(Exercise requirements) Each line of the data below containing "white" needs to be listed.

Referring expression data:
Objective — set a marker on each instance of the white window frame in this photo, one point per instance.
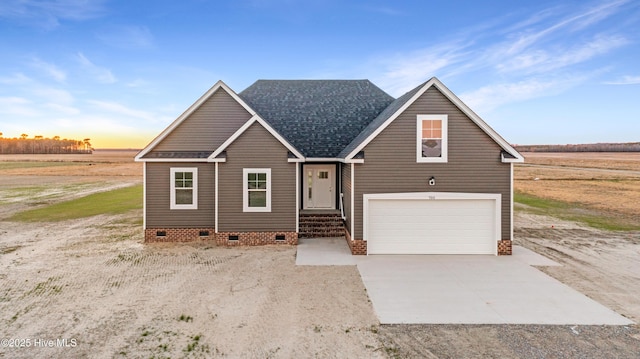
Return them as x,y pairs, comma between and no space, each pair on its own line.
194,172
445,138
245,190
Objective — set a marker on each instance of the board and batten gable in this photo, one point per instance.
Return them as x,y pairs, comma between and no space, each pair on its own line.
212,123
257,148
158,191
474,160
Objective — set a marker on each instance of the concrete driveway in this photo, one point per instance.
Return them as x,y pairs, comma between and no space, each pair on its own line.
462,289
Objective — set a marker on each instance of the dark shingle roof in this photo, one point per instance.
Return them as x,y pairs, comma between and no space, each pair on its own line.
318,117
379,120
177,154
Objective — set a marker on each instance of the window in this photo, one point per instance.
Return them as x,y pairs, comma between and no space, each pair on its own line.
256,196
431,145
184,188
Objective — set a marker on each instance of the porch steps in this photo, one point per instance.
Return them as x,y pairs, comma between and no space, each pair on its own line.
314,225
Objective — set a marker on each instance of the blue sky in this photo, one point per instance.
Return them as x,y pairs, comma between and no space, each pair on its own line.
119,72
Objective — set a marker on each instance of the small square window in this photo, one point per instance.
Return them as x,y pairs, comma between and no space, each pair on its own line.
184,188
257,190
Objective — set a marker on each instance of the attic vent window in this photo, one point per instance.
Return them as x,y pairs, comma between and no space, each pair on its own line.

---

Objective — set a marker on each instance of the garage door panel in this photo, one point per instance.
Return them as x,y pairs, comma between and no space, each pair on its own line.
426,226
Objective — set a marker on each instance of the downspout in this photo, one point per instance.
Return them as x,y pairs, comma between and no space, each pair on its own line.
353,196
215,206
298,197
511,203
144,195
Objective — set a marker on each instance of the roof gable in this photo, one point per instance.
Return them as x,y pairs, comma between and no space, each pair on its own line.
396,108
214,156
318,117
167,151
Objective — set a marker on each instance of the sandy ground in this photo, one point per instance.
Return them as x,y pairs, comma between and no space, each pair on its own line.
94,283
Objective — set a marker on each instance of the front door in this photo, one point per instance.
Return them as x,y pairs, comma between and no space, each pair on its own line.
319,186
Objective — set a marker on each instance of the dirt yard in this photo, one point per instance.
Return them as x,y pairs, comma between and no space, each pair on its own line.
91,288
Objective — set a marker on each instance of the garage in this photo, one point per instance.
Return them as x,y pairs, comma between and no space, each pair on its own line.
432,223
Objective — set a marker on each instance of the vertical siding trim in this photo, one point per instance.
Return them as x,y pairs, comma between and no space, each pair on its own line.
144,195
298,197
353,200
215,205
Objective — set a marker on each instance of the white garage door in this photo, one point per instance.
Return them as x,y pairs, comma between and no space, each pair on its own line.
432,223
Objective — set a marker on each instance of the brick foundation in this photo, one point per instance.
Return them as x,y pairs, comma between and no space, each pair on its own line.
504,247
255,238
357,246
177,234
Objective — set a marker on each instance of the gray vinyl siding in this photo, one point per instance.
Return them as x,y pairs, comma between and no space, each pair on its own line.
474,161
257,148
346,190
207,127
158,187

(Reply)
Objective — set a marker on each instance of the white window frame in this photo, one point per instance.
Objective — set a marker on each instance of the white garage door in this photo, one point per instance.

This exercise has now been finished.